*ПРЕДОСТАВЛЕННЫЙ ТЕКСТ*
Но разум человека сильнее наших рефлексов, в том числе и обонятельных. И вот этот запах чужой мысли, непохожей на мою, часто вызывает намного более прочное и намного более опасное ощущение у человека, нежели если просто человек долго не мылся. Еще никто не начинал войны, потому что соседи плохо и редко моются. Начинали войну, потому что соседи иначе думают о Боге. Вот это бывало, что и говорить. В том числе и в русской истории. Бывали у нас и религиозные войны. Во всяком случае, многие войны, такие, как завоевание Казани, подавались как религиозные. Но была ли в России традиция веротерпимости? Говорит Григорий Зобин, православный, историк церкви.

Григорий Зобин:

Это, прежде всего, одна из самых драгоценных жемчужин русского православия, слишком поздно замеченная жемчужина. Я имею в виду преподобного Нила Сорского и Заволжских старцев. Нил Сорский и Заволжские старцы жили на рубеже пятнадцатого-шестнадцатого веков. В то время шла кампания по борьбе с ересью жидовствующих, где особую активность проявляли и Иосиф Володский, и еще раньше - епископ Новгородский Геннадий, личность, кстати говоря, очень незаурядная и неоднозначная в истории русской церкви.

В ход шли и такие средства, как наша православная инквизиция, где епископ Геннадий, в своих письмах, примером, в общем-то, борьбы с еретиками ставил Московскому князю испанского короля, который, по его словам, хорошо "почистил Испанию".

Нил Сорский и Заволжские старцы провозглашали совсем другое отношение к еретикам, говорили о том, что их нужно обращать не огнем и мечом, а кротостью и любовью, и огромной терпимостью. Обращать личным примером, самой своей жизнью свидетельствуя о Христе.

К сожалению, у нас возобладала тенденция Иосифа Володского, но лучшее в истории православия связано все же с традицией преподобного Нила Сорского. С его традицией связаны и преподобный Серафим Саровский, и Оптинские старцы.

Яков Кротов:

Говорил Григорий Зобин. Есть ли в истории русского православия своя традиция, на которой может быть основана веротерпимость? Говорит Николай Шабуров, заведующий кафедрой религиоведения Российского государственного гуманитарного университета.

Николай Шабуров:

Мне кажется, что такой артикулированной традиции действительно нет. Но что было? Обычно указывают, скажем, на Нила Сорского, на нестяжателей, на Заволжских старцев, которые выступали против преследования еретиков, во всяком случае, против применения к ним смертной казни.

Но мне кажется, я тут соглашусь с Сергеем Сергеевичем Аверинцевым, который как раз по этому поводу писал, что здесь речь идет, скорее, не о терпимости, в таком, концептуальном понимании этого слова, так, как это потом сложилось в новой европейской культуре, а о евангельском милосердии, милосердии к грешникам, в самом таком глубоком понимании.

Это отнюдь не оправдание ереси и даже не признание права на ересь, но это вот такая степень милосердия, которая не позволяет причинять какого-то зла грешникам.

*ВЫДЕРЖКИ ИЗ СТРОК*
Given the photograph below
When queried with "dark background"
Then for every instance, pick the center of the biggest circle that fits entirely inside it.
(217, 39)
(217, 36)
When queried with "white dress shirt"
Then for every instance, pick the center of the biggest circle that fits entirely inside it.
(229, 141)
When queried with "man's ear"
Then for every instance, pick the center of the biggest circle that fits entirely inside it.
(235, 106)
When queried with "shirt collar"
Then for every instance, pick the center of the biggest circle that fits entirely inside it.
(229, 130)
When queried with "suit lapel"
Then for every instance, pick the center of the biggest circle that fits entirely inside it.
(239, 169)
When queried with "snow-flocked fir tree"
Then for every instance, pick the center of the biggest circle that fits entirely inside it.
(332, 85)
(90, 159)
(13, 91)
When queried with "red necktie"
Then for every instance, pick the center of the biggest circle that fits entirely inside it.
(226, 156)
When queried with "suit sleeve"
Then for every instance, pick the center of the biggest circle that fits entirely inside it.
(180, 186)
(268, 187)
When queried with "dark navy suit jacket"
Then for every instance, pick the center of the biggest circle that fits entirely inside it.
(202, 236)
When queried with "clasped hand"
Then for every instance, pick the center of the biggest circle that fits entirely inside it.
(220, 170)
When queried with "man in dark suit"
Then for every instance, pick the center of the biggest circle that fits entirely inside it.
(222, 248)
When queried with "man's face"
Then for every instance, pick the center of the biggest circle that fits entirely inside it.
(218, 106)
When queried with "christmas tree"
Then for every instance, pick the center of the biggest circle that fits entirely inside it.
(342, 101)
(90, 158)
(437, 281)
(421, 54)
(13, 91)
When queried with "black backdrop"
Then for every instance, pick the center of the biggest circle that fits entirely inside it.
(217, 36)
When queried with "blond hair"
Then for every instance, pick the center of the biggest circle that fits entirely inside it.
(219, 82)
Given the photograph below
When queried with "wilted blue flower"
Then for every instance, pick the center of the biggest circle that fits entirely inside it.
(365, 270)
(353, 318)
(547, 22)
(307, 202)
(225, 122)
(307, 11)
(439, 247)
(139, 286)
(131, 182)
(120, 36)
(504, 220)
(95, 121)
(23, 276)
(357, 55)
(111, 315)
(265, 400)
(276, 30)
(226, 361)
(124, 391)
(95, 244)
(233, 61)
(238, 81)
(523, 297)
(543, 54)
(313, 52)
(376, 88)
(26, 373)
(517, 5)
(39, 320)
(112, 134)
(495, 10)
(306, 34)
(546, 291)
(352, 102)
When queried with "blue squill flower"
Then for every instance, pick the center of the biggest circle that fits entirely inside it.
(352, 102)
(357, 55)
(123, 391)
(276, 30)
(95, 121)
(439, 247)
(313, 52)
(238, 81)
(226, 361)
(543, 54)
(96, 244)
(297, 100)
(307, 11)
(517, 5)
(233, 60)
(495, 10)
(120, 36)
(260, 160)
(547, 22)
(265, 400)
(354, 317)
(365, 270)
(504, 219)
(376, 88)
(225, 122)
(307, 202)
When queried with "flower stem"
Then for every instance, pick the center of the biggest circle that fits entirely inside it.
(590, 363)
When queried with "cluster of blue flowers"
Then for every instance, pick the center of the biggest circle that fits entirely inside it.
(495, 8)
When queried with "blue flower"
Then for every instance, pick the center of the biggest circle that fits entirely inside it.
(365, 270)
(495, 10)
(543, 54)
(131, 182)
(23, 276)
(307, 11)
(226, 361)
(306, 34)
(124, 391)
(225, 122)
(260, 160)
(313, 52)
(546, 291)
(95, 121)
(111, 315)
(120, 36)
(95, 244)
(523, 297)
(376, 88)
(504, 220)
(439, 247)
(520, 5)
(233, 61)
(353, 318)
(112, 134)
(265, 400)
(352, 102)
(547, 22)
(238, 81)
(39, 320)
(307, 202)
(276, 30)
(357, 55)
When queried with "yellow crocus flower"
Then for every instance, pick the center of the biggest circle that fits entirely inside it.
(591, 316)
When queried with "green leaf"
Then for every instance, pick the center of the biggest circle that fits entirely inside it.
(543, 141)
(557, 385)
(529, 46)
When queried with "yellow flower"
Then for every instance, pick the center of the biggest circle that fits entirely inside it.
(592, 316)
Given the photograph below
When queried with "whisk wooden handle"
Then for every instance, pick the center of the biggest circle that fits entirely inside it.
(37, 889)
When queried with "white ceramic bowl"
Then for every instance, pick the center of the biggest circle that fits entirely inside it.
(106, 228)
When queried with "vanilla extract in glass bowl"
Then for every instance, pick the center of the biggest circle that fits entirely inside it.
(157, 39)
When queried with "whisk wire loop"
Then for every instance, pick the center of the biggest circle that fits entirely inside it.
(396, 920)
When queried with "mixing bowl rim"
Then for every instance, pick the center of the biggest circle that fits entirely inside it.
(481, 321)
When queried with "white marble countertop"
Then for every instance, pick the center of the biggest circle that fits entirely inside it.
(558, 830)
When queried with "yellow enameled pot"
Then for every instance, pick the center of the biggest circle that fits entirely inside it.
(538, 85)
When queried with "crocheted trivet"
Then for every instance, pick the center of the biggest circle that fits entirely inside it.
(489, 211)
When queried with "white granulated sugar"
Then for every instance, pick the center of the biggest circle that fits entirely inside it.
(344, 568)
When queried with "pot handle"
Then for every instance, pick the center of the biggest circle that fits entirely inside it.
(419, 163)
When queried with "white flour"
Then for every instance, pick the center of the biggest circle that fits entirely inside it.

*ПИСЬМЕННОЕ ЗАДАНИЕ 1*
Скопируйте дословно фрагмент текста о веротерпимости: начните с места, где стоят слова «К сожалению, у», и остановитесь после слов «государственного гуманитарного университета.».
*ПИСЬМЕННОЕ ЗАДАНИЕ 2*
Ответьте по тексту о веротерпимости:
(а) На рубеже каких веков жили Нил Сорский и Заволжские старцы?
(б) Кого епископ Геннадий в своих письмах ставил в пример Московскому князю?
(в) Какую должность занимает Николай Шабуров?

*ОТВЕТ НА ЗАДАНИЕ 1*
К сожалению, у нас возобладала тенденция Иосифа Володского, но лучшее в истории православия связано все же с традицией преподобного Нила Сорского. С его традицией связаны и преподобный Серафим Саровский, и Оптинские старцы.

Яков Кротов:

Говорил Григорий Зобин. Есть ли в истории русского православия своя традиция, на которой может быть основана веротерпимость? Говорит Николай Шабуров, заведующий кафедрой религиоведения Российского государственного гуманитарного университета.

*ОТВЕТ НА ЗАДАНИЕ 2*
(а) На рубеже пятнадцатого и шестнадцатого веков.
(б) Испанского короля.
(в) Заведующий кафедрой религиоведения Российского государственного гуманитарного университета.